STATED EXERCISE 1 => Edit the review of Welcome Home, starting with "While skinny-dipping in" and going on through "drive them apart.", so that "garden gnomes" becomes "stone statues" and nothing else changes.
STATED EXERCISE 2 => Summarize the review of Welcome Home in two sentences.
STATED EXERCISE 3 =>
Answer these questions using the review of Welcome Home:
(a) Through what website did Bryan and Cassie rent the estate?
(b) What has Bryan brought along on the trip?
(c) Who plays Federico?

EXCERPT PROVIDED =>
--- START ---

The upcoming Broken Bad film can't come fast enough for Aaron Paul to stop being reduced to starring in B-movies like Welcome Home. This exploitation thriller, directed by George Ratliff (Joshua, Hell House), features the talented actor co-starring with Emily Ratajkowski (Gone Girl) as a couple who hope to fix their troubled relationship during a vacation at a rented Italian villa, only to fall victim to a nefarious stranger who watches their every move. Attempting to be a cautionary tale for the Airbnb era, the pic squanders its potential with ham-fisted execution.


Bryan (Paul) and Cassie (Ratajkowski) can't believe their luck when they arrive at the palatial estate in the Italian countryside that they're rented through the website "Welcome Home." Greeted by a bottle of wine and a solicitous note from the house's owner, they quickly settle in for their romantic getaway. They certainly need it, since Bryan, who's brought along an engagement ring, is still wrestling with his feelings of betrayal after having caught a drunken Cassie having sex with another man.


While skinny-dipping in the pool, Bryan gets freaked out by the garden gnomes facing them from a few feet away. Little does he realize that those inanimate figures aren't the only preying eyes. It turns out that the entire house's environs are under electronic surveillance, monitored by Federico (Riccardo Scamarcio), a handsome neighbor who they first meet when he stops to help Cassie when she injures herself while taking a run. Federico quickly insinuates himself into the couple's lives, all the while manipulating them in order to drive them apart.

--- END ---

(Entries drawn from a collection)
--- START ---

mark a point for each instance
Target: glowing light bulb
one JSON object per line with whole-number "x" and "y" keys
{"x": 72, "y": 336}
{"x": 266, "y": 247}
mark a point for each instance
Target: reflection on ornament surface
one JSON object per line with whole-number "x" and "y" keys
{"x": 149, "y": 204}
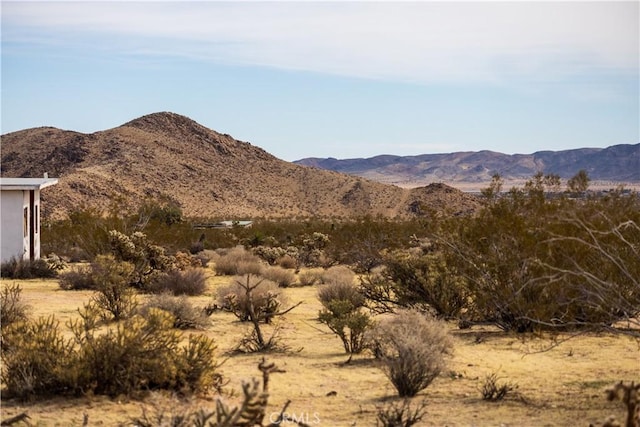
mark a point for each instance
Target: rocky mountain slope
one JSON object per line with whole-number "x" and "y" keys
{"x": 618, "y": 163}
{"x": 211, "y": 175}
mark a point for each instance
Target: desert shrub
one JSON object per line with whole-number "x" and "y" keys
{"x": 18, "y": 268}
{"x": 284, "y": 278}
{"x": 251, "y": 411}
{"x": 114, "y": 297}
{"x": 238, "y": 261}
{"x": 411, "y": 348}
{"x": 493, "y": 389}
{"x": 149, "y": 260}
{"x": 144, "y": 353}
{"x": 338, "y": 274}
{"x": 400, "y": 414}
{"x": 341, "y": 291}
{"x": 287, "y": 261}
{"x": 342, "y": 313}
{"x": 266, "y": 298}
{"x": 192, "y": 281}
{"x": 12, "y": 308}
{"x": 310, "y": 277}
{"x": 533, "y": 263}
{"x": 38, "y": 359}
{"x": 185, "y": 315}
{"x": 417, "y": 280}
{"x": 269, "y": 253}
{"x": 77, "y": 278}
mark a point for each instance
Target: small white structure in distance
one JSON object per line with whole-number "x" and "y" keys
{"x": 20, "y": 216}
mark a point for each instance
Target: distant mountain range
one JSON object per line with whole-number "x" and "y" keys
{"x": 615, "y": 164}
{"x": 211, "y": 175}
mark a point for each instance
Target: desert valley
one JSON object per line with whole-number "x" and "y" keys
{"x": 354, "y": 292}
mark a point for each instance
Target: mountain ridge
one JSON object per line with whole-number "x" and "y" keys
{"x": 619, "y": 163}
{"x": 210, "y": 175}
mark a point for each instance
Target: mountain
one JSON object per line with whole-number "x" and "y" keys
{"x": 211, "y": 175}
{"x": 617, "y": 164}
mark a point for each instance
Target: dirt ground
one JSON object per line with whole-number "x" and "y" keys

--- END ---

EXERCISE SOLUTION 1 =>
While skinny-dipping in the pool, Bryan gets freaked out by the stone statues facing them from a few feet away. Little does he realize that those inanimate figures aren't the only preying eyes. It turns out that the entire house's environs are under electronic surveillance, monitored by Federico (Riccardo Scamarcio), a handsome neighbor who they first meet when he stops to help Cassie when she injures herself while taking a run. Federico quickly insinuates himself into the couple's lives, all the while manipulating them in order to drive them apart.

EXERCISE SOLUTION 2 => Welcome Home is an exploitation thriller directed by George Ratliff in which Aaron Paul and Emily Ratajkowski play a couple trying to fix their troubled relationship at a rented Italian villa, where a neighbor named Federico secretly watches them through electronic surveillance and works to drive them apart. The review calls it a B-movie that tries to be a cautionary tale for the Airbnb era but squanders its potential with ham-fisted execution.

EXERCISE SOLUTION 3 =>
(a) A website called "Welcome Home."
(b) An engagement ring.
(c) Riccardo Scamarcio.